▸ **Entries shown**
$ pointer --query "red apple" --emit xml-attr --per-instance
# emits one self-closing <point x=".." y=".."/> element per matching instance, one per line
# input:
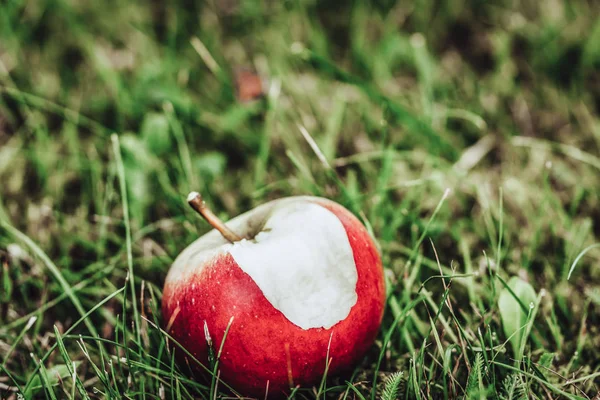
<point x="306" y="281"/>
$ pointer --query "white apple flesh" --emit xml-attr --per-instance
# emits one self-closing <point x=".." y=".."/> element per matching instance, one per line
<point x="305" y="282"/>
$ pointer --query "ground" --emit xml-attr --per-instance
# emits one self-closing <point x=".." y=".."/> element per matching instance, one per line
<point x="464" y="134"/>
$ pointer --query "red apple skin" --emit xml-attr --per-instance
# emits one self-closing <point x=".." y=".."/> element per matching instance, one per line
<point x="262" y="345"/>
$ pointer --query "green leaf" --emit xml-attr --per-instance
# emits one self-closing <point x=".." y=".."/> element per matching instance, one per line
<point x="155" y="133"/>
<point x="7" y="285"/>
<point x="514" y="301"/>
<point x="393" y="386"/>
<point x="546" y="360"/>
<point x="211" y="164"/>
<point x="51" y="377"/>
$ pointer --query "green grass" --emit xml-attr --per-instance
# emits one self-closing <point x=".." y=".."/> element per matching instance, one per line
<point x="464" y="134"/>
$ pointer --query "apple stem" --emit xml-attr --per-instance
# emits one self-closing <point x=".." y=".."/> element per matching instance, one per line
<point x="196" y="202"/>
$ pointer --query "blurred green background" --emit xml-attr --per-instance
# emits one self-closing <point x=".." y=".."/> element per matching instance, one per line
<point x="381" y="106"/>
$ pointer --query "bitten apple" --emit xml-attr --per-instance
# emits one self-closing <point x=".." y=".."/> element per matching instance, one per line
<point x="301" y="278"/>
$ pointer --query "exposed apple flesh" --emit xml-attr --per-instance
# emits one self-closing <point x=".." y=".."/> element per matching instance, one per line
<point x="306" y="282"/>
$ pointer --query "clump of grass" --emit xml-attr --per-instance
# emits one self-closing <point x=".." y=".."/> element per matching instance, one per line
<point x="465" y="136"/>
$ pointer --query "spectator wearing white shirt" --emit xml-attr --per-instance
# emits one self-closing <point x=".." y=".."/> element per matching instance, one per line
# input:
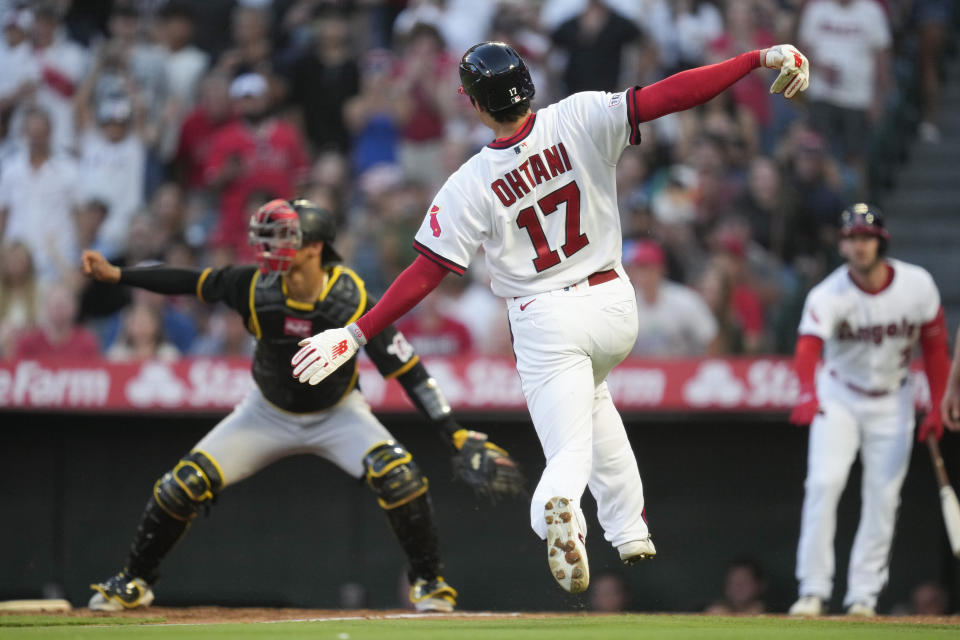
<point x="58" y="64"/>
<point x="675" y="321"/>
<point x="38" y="192"/>
<point x="112" y="168"/>
<point x="848" y="43"/>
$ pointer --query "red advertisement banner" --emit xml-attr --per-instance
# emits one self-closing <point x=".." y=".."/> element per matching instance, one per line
<point x="470" y="384"/>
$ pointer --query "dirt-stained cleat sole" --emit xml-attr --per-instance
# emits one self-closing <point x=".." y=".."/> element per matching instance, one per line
<point x="636" y="550"/>
<point x="433" y="596"/>
<point x="120" y="592"/>
<point x="566" y="553"/>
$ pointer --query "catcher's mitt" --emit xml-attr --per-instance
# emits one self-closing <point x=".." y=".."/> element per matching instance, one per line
<point x="486" y="467"/>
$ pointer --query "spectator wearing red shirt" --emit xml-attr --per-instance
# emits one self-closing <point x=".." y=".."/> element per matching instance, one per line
<point x="729" y="292"/>
<point x="257" y="152"/>
<point x="199" y="127"/>
<point x="57" y="331"/>
<point x="743" y="33"/>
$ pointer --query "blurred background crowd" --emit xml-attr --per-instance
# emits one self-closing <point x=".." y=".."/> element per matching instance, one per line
<point x="151" y="129"/>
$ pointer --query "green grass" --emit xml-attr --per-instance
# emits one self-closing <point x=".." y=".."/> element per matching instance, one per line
<point x="561" y="628"/>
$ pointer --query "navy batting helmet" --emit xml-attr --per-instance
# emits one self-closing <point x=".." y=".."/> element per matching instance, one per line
<point x="494" y="75"/>
<point x="864" y="219"/>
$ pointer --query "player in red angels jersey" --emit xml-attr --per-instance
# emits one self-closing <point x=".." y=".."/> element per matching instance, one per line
<point x="541" y="201"/>
<point x="863" y="321"/>
<point x="296" y="291"/>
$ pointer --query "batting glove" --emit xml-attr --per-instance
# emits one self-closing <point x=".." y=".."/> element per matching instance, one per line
<point x="805" y="410"/>
<point x="931" y="424"/>
<point x="324" y="353"/>
<point x="794" y="69"/>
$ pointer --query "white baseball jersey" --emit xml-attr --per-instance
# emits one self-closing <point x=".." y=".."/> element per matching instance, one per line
<point x="542" y="202"/>
<point x="842" y="41"/>
<point x="869" y="337"/>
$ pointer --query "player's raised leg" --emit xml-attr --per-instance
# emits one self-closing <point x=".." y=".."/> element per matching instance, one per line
<point x="885" y="454"/>
<point x="561" y="409"/>
<point x="615" y="483"/>
<point x="241" y="444"/>
<point x="834" y="439"/>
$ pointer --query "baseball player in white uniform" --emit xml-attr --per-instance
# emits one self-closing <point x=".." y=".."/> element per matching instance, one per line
<point x="866" y="318"/>
<point x="541" y="200"/>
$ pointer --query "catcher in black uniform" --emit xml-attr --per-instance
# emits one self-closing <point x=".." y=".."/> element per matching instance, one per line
<point x="298" y="291"/>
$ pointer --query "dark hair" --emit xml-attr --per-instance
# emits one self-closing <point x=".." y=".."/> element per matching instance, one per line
<point x="748" y="563"/>
<point x="177" y="9"/>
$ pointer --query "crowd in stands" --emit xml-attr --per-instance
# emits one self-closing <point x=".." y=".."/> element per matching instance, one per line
<point x="151" y="129"/>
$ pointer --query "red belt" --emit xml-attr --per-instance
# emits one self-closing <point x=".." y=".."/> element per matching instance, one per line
<point x="870" y="393"/>
<point x="602" y="276"/>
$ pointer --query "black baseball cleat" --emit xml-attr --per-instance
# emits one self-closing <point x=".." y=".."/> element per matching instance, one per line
<point x="120" y="592"/>
<point x="433" y="595"/>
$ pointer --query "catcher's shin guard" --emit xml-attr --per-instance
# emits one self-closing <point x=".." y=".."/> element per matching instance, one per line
<point x="177" y="496"/>
<point x="401" y="491"/>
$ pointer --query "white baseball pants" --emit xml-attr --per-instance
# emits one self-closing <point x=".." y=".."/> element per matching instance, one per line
<point x="257" y="434"/>
<point x="882" y="430"/>
<point x="566" y="342"/>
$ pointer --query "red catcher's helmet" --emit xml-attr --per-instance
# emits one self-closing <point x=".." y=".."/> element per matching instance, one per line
<point x="275" y="234"/>
<point x="494" y="75"/>
<point x="864" y="219"/>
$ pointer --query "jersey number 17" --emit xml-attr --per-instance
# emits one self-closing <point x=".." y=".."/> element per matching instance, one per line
<point x="574" y="240"/>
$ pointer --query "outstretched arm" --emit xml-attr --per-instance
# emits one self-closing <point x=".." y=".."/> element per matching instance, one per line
<point x="936" y="364"/>
<point x="694" y="87"/>
<point x="950" y="407"/>
<point x="167" y="280"/>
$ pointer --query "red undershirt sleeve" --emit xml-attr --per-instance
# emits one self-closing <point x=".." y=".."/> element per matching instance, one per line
<point x="693" y="87"/>
<point x="805" y="360"/>
<point x="936" y="359"/>
<point x="409" y="288"/>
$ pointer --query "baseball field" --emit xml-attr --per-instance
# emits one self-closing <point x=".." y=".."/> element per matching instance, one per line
<point x="251" y="624"/>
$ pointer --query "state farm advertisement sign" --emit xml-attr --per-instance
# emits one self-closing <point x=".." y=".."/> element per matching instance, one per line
<point x="470" y="383"/>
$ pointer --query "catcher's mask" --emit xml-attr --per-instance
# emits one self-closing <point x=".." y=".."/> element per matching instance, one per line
<point x="275" y="235"/>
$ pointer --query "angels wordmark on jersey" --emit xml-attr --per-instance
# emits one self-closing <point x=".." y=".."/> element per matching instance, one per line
<point x="869" y="337"/>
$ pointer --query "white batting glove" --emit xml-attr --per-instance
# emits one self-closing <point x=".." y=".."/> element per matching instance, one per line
<point x="794" y="69"/>
<point x="324" y="353"/>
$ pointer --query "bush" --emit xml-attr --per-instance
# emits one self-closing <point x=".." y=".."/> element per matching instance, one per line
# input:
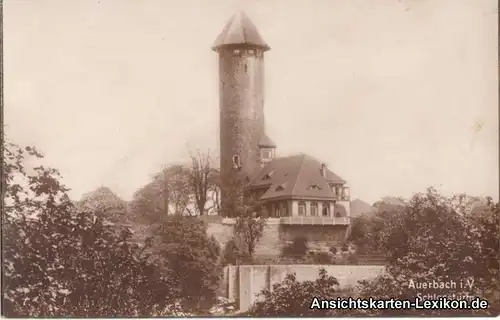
<point x="334" y="250"/>
<point x="293" y="298"/>
<point x="231" y="253"/>
<point x="193" y="258"/>
<point x="322" y="258"/>
<point x="298" y="248"/>
<point x="352" y="259"/>
<point x="61" y="262"/>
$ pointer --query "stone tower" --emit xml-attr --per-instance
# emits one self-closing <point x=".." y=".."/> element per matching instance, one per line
<point x="240" y="49"/>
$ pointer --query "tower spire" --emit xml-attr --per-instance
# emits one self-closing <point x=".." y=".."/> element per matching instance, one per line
<point x="240" y="30"/>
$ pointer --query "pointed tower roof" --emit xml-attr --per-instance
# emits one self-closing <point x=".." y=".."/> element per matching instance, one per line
<point x="266" y="142"/>
<point x="240" y="30"/>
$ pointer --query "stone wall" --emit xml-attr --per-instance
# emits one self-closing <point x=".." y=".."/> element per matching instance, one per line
<point x="244" y="283"/>
<point x="276" y="235"/>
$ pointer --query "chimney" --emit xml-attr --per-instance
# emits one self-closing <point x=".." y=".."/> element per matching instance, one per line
<point x="323" y="170"/>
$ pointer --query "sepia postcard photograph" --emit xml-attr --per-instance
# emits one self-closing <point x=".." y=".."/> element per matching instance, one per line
<point x="250" y="158"/>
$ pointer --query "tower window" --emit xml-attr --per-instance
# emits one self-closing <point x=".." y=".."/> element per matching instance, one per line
<point x="302" y="208"/>
<point x="314" y="209"/>
<point x="326" y="209"/>
<point x="236" y="161"/>
<point x="266" y="154"/>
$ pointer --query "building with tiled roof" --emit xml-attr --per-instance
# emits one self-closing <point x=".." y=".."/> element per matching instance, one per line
<point x="297" y="189"/>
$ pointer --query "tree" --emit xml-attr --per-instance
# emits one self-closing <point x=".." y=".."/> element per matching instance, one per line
<point x="105" y="203"/>
<point x="193" y="258"/>
<point x="203" y="182"/>
<point x="168" y="193"/>
<point x="292" y="298"/>
<point x="61" y="261"/>
<point x="249" y="227"/>
<point x="430" y="238"/>
<point x="297" y="249"/>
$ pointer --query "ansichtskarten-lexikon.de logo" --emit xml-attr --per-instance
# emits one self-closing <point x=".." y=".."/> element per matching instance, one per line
<point x="442" y="303"/>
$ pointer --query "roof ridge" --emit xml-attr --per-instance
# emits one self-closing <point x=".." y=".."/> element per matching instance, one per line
<point x="299" y="172"/>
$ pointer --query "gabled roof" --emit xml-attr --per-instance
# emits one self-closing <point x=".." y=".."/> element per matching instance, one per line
<point x="240" y="30"/>
<point x="266" y="142"/>
<point x="295" y="174"/>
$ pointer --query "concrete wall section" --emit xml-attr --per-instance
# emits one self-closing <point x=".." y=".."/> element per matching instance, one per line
<point x="253" y="279"/>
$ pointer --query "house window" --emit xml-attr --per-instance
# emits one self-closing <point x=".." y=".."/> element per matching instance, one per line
<point x="302" y="208"/>
<point x="236" y="161"/>
<point x="326" y="209"/>
<point x="266" y="154"/>
<point x="314" y="209"/>
<point x="345" y="193"/>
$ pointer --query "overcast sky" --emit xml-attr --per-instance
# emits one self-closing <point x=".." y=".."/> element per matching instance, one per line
<point x="394" y="95"/>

▸ **Task description**
I need each line from the listing where the word "glove" occurs.

▸ **Task solution**
$ pointer --query "batting glove" --emit xml-attr --per-instance
$ pointer --query "white batting glove" --emit xml-attr --per-instance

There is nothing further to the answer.